---------- Supplied data ----------

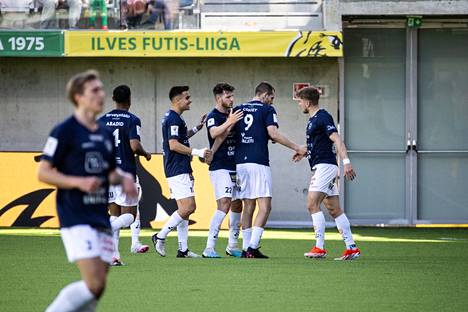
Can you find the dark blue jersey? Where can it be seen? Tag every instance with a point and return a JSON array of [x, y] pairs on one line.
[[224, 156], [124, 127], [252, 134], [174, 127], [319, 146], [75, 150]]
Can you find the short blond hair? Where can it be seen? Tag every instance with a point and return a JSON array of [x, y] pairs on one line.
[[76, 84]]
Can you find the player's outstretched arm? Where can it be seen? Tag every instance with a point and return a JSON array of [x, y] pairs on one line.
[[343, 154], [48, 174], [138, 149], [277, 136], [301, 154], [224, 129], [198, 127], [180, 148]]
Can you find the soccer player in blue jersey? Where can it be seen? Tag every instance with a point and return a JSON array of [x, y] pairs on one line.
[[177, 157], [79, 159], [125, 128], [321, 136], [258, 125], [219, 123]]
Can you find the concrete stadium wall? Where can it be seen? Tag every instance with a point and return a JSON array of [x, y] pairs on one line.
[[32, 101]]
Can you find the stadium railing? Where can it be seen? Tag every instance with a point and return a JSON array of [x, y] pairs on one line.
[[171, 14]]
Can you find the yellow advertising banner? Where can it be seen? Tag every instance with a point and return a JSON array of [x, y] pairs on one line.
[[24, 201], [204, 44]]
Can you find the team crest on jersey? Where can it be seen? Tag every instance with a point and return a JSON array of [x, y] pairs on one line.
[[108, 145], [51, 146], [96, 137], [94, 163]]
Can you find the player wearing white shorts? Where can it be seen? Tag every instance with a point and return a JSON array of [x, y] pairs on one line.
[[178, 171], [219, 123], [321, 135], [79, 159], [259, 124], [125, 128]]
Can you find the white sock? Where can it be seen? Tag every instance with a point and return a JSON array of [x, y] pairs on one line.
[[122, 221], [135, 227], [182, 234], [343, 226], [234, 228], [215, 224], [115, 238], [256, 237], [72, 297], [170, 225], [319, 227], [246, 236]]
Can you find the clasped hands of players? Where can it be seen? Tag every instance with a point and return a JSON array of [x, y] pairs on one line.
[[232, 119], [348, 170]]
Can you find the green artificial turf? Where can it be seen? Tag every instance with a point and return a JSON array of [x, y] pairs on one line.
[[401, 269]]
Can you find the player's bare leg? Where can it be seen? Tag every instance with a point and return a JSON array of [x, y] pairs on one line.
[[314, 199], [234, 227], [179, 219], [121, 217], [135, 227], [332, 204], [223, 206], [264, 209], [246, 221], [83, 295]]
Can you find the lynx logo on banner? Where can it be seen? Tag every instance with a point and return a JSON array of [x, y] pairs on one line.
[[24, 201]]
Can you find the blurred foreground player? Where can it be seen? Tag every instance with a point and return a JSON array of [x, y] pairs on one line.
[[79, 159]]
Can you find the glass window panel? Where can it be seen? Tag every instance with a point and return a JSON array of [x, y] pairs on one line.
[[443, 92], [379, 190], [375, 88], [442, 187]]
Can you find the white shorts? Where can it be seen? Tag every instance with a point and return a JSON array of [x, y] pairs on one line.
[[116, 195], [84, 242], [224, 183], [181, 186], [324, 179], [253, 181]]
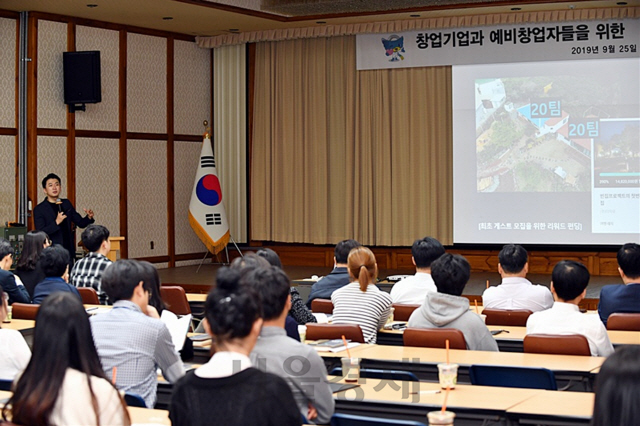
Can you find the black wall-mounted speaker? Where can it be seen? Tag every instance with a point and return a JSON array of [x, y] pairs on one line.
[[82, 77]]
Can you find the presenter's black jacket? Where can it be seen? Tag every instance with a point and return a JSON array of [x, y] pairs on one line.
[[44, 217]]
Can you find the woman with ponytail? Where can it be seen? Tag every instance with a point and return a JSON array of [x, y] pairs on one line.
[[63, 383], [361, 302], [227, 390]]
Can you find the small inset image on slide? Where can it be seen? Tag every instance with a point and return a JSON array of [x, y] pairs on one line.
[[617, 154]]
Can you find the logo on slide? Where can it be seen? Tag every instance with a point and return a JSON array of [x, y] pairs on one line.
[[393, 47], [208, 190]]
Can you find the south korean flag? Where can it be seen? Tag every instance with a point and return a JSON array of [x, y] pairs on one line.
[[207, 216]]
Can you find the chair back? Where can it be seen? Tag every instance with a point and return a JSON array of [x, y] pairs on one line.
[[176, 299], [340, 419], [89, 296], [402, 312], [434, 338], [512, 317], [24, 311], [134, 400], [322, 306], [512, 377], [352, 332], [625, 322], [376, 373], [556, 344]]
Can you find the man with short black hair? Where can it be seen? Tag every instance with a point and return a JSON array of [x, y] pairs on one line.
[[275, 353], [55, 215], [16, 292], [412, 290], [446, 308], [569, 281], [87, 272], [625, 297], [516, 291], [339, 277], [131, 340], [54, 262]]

----------

_Exercise goal_. Repeat all of the entries above word for word and omit the pictures.

_Your solution_.
Can you find the dark blue jersey? Where can it be seen? Tag every instance with a point and return a JSON array of [x, y] pairs on one line.
[[224, 156], [124, 127], [252, 134], [174, 127], [319, 146], [75, 150]]
Can you find the short blond hair? Where can it be seen? Tag every instance with a point and return a JSON array of [x, y] pairs on one line.
[[76, 84]]
Can you find the player's outstretched arm? Where can it be seen? Tag every instance with a point and return a JSON array of [x, y] pairs on one line.
[[343, 154], [48, 174], [138, 149], [277, 136], [301, 154], [224, 129], [198, 127], [180, 148]]
Can you find the soccer player in blue jersey? Where can it be seen? Tag every instance with a point and return a JSON array of [x, y] pairs on one line.
[[177, 157], [79, 159], [125, 128], [321, 136], [258, 125], [219, 123]]
Can you find the concrete stadium wall? Where can it be seen? Tag every instance with a point and return a JSON array of [x, y] pairs on one line.
[[32, 101]]
Can you find the stadium railing? Where can it be seen? Tag every instance with a point and return a JSON array of [x, y] pairs on one line.
[[171, 14]]
Can you find the yellow advertising banner? Where can it be seen? Tag every instance with a point and return a JSON array of [x, y] pairs on one line.
[[24, 201], [204, 44]]
Can you find the team crest on jersey? Where can it be seen? Tag every instance with a point and return a JSON array of [x, y] pairs on one line.
[[108, 145], [51, 146], [96, 137], [94, 163]]
Can you find the player wearing white shorts? Where can it be seen? Tag every instance with a point and return a JSON array of [x, y] pairs on one line.
[[178, 171], [219, 123], [321, 135], [79, 159], [259, 124], [125, 128]]
Can you find the white sock? Where can it be seen? Tag every instance with a point and return a JSON array of [x, y] pairs on one line.
[[122, 221], [135, 227], [182, 234], [343, 226], [234, 228], [215, 224], [115, 238], [256, 237], [72, 297], [170, 225], [319, 227], [246, 236]]
Can you find the clasped hands of players? Where can it be seen? Tag every instance with a point and return a JSON array of [x, y] pairs on one line.
[[232, 119], [348, 170]]
Can you find the green artificial turf? Where can it be seen? Tag every instance with a point and return a JSON array of [x, y] pairs on one line.
[[401, 269]]
Can you find the player's bare leg? Where can it be seen? Tag every instance with a point and return a JSON array of [x, y] pairs on one line.
[[314, 199], [234, 227], [179, 219], [121, 217], [135, 227], [332, 204], [223, 206], [264, 209], [246, 221], [83, 295]]
Can you find the lynx logo on banner? Where can it be seen? Tag every instance with a point and return a JSON array of [x, y] pairs on one line.
[[24, 201]]
Can you find the blurred foreground player? Where can it be seen? Tag every instance with a point and return a JSON array of [x, y] pairs on one line.
[[79, 159]]
Can you find the glass window panel? Where can it be seen? Tag every instance with a point and return a JSON array of [x, y] pairs on one line.
[[443, 92], [379, 190], [375, 88], [442, 187]]
Can you find the white shorts? Where can it be seen? Tag every instance with a point and return a JSON array of [x, y] pairs on one line.
[[116, 195], [84, 242], [224, 183], [181, 186], [324, 179], [253, 181]]
Can you find the black wall-mounted speaker? Where can it be seen? Tag every instance with a point and return a JSON array of [x, y] pairs on one line.
[[82, 77]]
Can you find the presenter's black jacket? Where can it be seen? Tag every instance with a point and return a JSON array of [x, y] pairs on one line.
[[44, 217]]
Can you find the woman with ponytail? Where can it be seen? Tag every instance with a point and return a JSON array of [x, y] pairs on one line.
[[63, 383], [361, 302], [227, 390]]
Can you find the small inset image on slide? Where can it be seen? Tag every instance with a point and return a JSON array of [x, y] pairs on one line.
[[617, 154]]
Can you find the logo on slide? Where can it be seen? Tag every instance with a point and return a JSON array of [x, y] pairs on one line.
[[393, 47], [208, 190]]
Can you find the south korean flag? Where can it be seen? Tag every instance with a point and return a JSON array of [x, y] pairs on one line.
[[207, 216]]
Can you find the chair back? Where can it be seen? Tag every instance with a point and return a JSON array of [x, y] pairs on one line.
[[176, 299], [340, 419], [89, 296], [402, 312], [434, 338], [512, 317], [24, 311], [134, 400], [322, 306], [512, 377], [352, 332], [625, 322], [376, 373], [556, 344]]
Can you find the man with short black hair? Where can it be seen? Tag every instance with a point and return a JSON array of [x, y] pairs on one line.
[[275, 353], [55, 215], [16, 292], [412, 290], [446, 308], [569, 281], [87, 272], [625, 297], [516, 291], [339, 277], [131, 340], [54, 262]]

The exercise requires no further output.